* **Exercise**
Lay out the data from the start through the line containing "[[[477,237],[0,204],[0,269],[479,269]]]" as a two-column CSV with the columns instruction and polygons, one row for each text and its answer. Put each text and each answer in a single quoted field with its line breaks replaced by spaces.

* **Records**
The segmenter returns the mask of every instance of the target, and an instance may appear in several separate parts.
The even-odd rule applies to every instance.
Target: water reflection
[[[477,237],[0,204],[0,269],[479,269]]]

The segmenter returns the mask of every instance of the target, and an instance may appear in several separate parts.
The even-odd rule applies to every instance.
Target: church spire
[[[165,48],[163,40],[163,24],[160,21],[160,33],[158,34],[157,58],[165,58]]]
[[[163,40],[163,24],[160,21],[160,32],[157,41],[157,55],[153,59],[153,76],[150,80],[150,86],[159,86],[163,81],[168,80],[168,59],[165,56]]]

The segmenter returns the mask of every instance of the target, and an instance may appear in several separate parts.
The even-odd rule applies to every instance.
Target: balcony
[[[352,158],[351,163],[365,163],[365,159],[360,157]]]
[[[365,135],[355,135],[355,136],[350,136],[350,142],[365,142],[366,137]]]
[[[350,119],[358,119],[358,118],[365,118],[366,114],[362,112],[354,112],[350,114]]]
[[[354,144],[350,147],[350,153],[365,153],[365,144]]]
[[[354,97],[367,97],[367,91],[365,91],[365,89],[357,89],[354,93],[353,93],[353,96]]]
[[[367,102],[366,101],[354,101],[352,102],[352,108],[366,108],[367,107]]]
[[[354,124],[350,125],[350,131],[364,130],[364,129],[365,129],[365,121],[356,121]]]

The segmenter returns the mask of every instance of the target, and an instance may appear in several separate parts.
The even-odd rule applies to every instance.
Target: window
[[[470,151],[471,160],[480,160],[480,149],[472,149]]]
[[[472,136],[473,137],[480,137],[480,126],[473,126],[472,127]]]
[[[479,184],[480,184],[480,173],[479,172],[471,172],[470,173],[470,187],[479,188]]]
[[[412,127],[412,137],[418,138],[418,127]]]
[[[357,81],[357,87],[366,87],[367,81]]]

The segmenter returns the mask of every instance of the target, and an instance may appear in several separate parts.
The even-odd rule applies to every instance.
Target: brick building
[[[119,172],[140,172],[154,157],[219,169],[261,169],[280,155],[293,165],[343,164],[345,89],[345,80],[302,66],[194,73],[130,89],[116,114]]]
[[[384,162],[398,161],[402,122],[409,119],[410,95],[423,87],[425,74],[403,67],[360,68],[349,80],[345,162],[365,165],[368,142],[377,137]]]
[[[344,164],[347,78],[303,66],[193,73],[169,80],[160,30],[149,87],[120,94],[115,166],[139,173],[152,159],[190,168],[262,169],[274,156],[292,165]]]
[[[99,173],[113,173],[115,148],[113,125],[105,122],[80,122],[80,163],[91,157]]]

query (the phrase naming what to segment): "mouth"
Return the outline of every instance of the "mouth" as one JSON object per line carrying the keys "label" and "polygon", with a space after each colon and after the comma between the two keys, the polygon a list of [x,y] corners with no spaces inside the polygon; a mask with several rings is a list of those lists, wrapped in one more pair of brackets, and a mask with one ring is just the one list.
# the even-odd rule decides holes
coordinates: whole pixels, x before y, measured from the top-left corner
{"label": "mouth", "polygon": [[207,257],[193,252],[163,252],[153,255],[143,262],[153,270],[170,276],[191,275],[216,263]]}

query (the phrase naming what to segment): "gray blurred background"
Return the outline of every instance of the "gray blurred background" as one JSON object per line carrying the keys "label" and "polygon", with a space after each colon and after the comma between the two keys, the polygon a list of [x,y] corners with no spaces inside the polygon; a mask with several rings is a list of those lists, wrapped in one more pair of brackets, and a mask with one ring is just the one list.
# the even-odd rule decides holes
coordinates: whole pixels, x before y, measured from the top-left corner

* **Answer**
instruction,polygons
"The segmenter returns the mask of every instance of the target, and an instance may appear in several separate parts. The even-odd rule applies to every instance. Target: water reflection","[[[477,237],[0,204],[0,269],[479,269]]]"